Exercise details :: Write out all of the material below as a numbered list, leaving out any blank lines.

........

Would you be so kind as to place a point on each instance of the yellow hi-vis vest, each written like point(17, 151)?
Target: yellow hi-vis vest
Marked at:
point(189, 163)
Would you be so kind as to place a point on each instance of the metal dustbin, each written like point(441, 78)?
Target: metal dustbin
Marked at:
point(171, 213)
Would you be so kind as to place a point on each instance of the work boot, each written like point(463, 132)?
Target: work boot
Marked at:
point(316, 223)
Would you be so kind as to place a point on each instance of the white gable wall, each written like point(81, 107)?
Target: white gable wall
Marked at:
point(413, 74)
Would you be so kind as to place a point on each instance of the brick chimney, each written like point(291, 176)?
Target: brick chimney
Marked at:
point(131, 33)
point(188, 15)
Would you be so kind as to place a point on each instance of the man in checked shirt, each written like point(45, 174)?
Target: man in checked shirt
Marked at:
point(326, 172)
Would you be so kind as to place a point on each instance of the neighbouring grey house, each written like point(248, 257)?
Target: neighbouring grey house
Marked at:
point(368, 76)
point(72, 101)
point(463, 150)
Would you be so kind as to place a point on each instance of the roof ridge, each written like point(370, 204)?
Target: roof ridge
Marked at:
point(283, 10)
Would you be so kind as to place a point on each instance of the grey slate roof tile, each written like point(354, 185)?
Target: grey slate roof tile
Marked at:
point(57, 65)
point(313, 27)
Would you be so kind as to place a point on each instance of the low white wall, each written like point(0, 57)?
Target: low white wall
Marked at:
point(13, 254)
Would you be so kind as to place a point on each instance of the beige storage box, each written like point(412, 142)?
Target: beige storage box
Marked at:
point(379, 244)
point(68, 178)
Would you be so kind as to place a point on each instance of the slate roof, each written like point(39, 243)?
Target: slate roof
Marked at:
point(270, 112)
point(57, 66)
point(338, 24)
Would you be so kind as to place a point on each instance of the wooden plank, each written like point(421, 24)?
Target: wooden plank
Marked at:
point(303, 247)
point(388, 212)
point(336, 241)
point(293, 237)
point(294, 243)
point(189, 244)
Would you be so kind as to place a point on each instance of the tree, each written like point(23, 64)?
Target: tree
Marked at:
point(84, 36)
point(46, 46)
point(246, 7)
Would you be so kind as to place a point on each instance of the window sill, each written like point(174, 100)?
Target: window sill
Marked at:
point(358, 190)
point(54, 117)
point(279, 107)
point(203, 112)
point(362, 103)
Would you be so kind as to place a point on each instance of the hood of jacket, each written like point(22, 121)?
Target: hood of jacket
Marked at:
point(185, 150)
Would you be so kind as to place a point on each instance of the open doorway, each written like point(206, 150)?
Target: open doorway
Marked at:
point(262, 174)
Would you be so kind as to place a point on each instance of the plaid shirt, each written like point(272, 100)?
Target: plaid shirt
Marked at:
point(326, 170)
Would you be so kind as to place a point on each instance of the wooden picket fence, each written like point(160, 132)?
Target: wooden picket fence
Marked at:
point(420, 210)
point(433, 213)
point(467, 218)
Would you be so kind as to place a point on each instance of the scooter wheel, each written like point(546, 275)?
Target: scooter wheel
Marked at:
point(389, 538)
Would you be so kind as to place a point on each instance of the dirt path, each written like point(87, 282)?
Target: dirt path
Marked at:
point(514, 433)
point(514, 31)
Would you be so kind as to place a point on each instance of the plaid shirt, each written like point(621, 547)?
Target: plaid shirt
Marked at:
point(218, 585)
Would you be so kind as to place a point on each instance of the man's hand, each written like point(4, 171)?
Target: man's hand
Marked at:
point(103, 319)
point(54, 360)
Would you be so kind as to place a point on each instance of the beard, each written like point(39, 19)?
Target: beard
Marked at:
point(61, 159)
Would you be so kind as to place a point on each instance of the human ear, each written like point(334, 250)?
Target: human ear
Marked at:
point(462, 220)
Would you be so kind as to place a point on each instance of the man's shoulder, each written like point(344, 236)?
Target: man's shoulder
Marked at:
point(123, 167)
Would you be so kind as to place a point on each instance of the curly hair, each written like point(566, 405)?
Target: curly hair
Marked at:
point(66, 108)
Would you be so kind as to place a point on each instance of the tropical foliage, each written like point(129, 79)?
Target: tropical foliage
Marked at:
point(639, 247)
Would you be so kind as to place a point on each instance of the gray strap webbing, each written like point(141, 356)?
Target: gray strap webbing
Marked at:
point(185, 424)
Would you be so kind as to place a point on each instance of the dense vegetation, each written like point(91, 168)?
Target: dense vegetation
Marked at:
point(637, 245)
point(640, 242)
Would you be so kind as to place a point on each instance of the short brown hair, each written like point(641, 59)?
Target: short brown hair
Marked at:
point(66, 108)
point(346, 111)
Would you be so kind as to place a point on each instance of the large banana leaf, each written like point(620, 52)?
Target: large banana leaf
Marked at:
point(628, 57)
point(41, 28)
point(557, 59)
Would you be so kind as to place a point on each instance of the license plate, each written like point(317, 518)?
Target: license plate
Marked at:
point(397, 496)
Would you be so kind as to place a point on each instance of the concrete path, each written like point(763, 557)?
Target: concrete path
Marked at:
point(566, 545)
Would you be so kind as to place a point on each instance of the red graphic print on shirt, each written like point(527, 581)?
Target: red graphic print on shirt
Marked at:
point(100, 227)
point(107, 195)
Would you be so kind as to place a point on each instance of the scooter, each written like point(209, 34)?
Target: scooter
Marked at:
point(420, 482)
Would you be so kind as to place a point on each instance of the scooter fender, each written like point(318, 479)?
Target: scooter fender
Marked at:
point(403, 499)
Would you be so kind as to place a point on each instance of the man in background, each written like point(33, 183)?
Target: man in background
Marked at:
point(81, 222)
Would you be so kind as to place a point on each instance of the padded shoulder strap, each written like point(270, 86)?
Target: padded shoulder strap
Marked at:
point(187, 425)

........

Output of the exercise ::
1. Would you be so kind as to place a point on each instance of the yellow hi-vis vest, each written like point(17, 151)?
2. Target: yellow hi-vis vest
3. Marked at:
4. point(189, 163)
5. Would you be so kind as to place a point on each instance of the metal dustbin, each written like point(441, 78)?
6. Target: metal dustbin
7. Marked at:
8. point(171, 213)
9. Would you be so kind as to place a point on each instance of the work boot, each written like point(463, 132)?
10. Target: work boot
11. Marked at:
12. point(316, 223)
13. Would you be so kind as to place a point on each instance of the white gable wall, each written like point(81, 107)?
14. Target: white gable wall
15. Marked at:
16. point(413, 74)
17. Would you be so kind as to place a point on each instance of the brick chimney, each written like point(291, 176)?
18. Target: brick chimney
19. Marked at:
20. point(131, 33)
21. point(188, 15)
22. Would you be so kind as to place a point on each instance of the man in checked shirt, each written like point(45, 174)?
23. Target: man in checked shirt
24. Marked at:
25. point(326, 172)
26. Would you be so kind as to place a point on each instance of the neighbouring grey house, each written like point(248, 257)?
27. Target: neighbouring grey house
28. Marked at:
29. point(368, 76)
30. point(72, 101)
31. point(463, 150)
32. Would you be so kind as to place a point on each instance of the roof ridge, each written like point(370, 204)?
33. Target: roof ridge
34. Marked at:
35. point(283, 10)
36. Would you be so kind as to place a point on each instance of the grey slate roof tile, each written like point(354, 185)?
37. Target: grey slate roof tile
38. Marked at:
39. point(57, 65)
40. point(313, 27)
41. Would you be so kind as to place a point on each instance of the low white wall, each written like point(0, 57)?
42. Target: low white wall
43. Marked at:
44. point(13, 254)
45. Would you be so kind as to place a point on each instance of the beige storage box, each written like point(412, 142)?
46. Target: beige storage box
47. Marked at:
48. point(379, 244)
49. point(68, 178)
50. Would you be so kind as to place a point on each instance of the slate roof, each written like point(39, 243)?
51. Target: slate roof
52. Marked at:
53. point(270, 112)
54. point(57, 66)
55. point(338, 24)
56. Would you be so kind as to place a point on each instance of the wooden plank, each written like point(421, 24)?
57. Target: wooden plank
58. Marked at:
59. point(303, 247)
60. point(388, 212)
61. point(336, 241)
62. point(293, 237)
63. point(294, 243)
64. point(189, 244)
65. Would you be so kind as to place a point on each instance of the tree, each written like point(23, 64)?
66. Target: tree
67. Marked at:
68. point(84, 36)
69. point(46, 46)
70. point(246, 7)
71. Would you be so kind as to place a point on each instance of the window sill, each written like point(174, 100)?
72. Target: window sill
73. Marked at:
74. point(358, 190)
75. point(54, 117)
76. point(279, 107)
77. point(203, 112)
78. point(362, 103)
79. Would you be so kind as to place a point on each instance of the hood of jacket, each written like point(22, 121)?
80. Target: hood of jacket
81. Marked at:
82. point(185, 150)
83. Would you be so kind as to place a point on each instance of the open doorway, each written like point(206, 150)?
84. Target: open doorway
85. Marked at:
86. point(262, 174)
87. Would you be so kind as to place a point on each instance of the plaid shirt, each written like point(272, 100)?
88. Target: plaid shirt
89. Marked at:
90. point(326, 170)
91. Would you be so kind as to place a point on each instance of the wooden picket fence, each written like point(160, 132)?
92. Target: wooden picket fence
93. Marked at:
94. point(420, 210)
95. point(433, 213)
96. point(467, 218)
97. Would you be so kind as to place a point on each instance of the scooter wheel, each written like point(546, 275)?
98. Target: scooter wheel
99. Marked at:
100. point(389, 538)
101. Would you be so kind as to place a point on each instance of the dirt path, each written like point(87, 282)?
102. Target: dirt path
103. Marked at:
104. point(514, 433)
105. point(514, 31)
106. Would you be so kind as to place a point on each instance of the plaid shirt, each written like point(621, 547)?
107. Target: plaid shirt
108. Marked at:
109. point(218, 585)
110. Would you be so kind as to place a point on each instance of the man's hand, each written like point(4, 171)?
111. Target: man's hand
112. Marked at:
113. point(103, 319)
114. point(54, 360)
115. Would you be so kind as to place a point on each instance of the beard, each written like point(39, 19)?
116. Target: beard
117. Marked at:
118. point(61, 159)
119. Would you be so kind as to place a point on each instance of the human ear, each written like point(334, 250)?
120. Target: human ear
121. Marked at:
122. point(462, 220)
123. Would you be so kind as to place a point on each instance of the man's shoulder, each written like point(344, 236)?
124. Target: man's shoulder
125. Marked at:
126. point(123, 167)
127. Would you be so kind as to place a point on each instance of the curly hair, each written like point(566, 405)?
128. Target: curly hair
129. Marked at:
130. point(66, 108)
131. Would you be so kind as to place a point on each instance of the tropical foliage, each written like point(129, 79)?
132. Target: tropical foliage
133. Marked at:
134. point(639, 247)
135. Would you be so kind as to place a point on each instance of the gray strap webbing, each written like point(141, 356)?
136. Target: gray strap webbing
137. Marked at:
138. point(185, 424)
139. Would you be so kind as to place a point on each instance of the dense vegetation, each written like point(91, 168)?
140. Target: dense vegetation
141. Marked at:
142. point(637, 245)
143. point(640, 242)
144. Would you be so kind as to place a point on each instance of the short brown hair, each written like point(641, 59)?
145. Target: short brown hair
146. Marked at:
147. point(66, 108)
148. point(346, 111)
149. Would you be so kind as to place a point on each instance of the large banana leaf, each written like point(620, 52)?
150. Target: large banana leaf
151. Marked at:
152. point(628, 57)
153. point(41, 28)
154. point(557, 59)
155. Would you be so kind as to place a point on each instance of the license plate, each written like point(317, 518)?
156. Target: license plate
157. Marked at:
158. point(397, 496)
159. Would you be so kind as to place a point on each instance of the concrete path, each written like point(763, 557)?
160. Target: concrete path
161. Marked at:
162. point(566, 545)
163. Would you be so kind as to place a point on each instance of the red graphic print on shirt, each written like point(527, 581)?
164. Target: red graphic print on shirt
165. Marked at:
166. point(100, 227)
167. point(107, 195)
168. Would you be so kind as to place a point on each instance of the scooter, each written like point(209, 34)?
169. Target: scooter
170. Marked at:
171. point(420, 482)
172. Would you be so kind as to place a point on each instance of the scooter fender, each written like point(318, 479)?
173. Target: scooter fender
174. Marked at:
175. point(403, 499)
176. Would you be so kind as to place a point on each instance of the man in background, each written like point(33, 183)?
177. Target: man in background
178. Marked at:
179. point(81, 222)
180. Would you be so kind as to place a point on each instance of the padded shoulder strap, each written like point(270, 86)?
181. Target: padded shoulder strap
182. Marked at:
183. point(187, 425)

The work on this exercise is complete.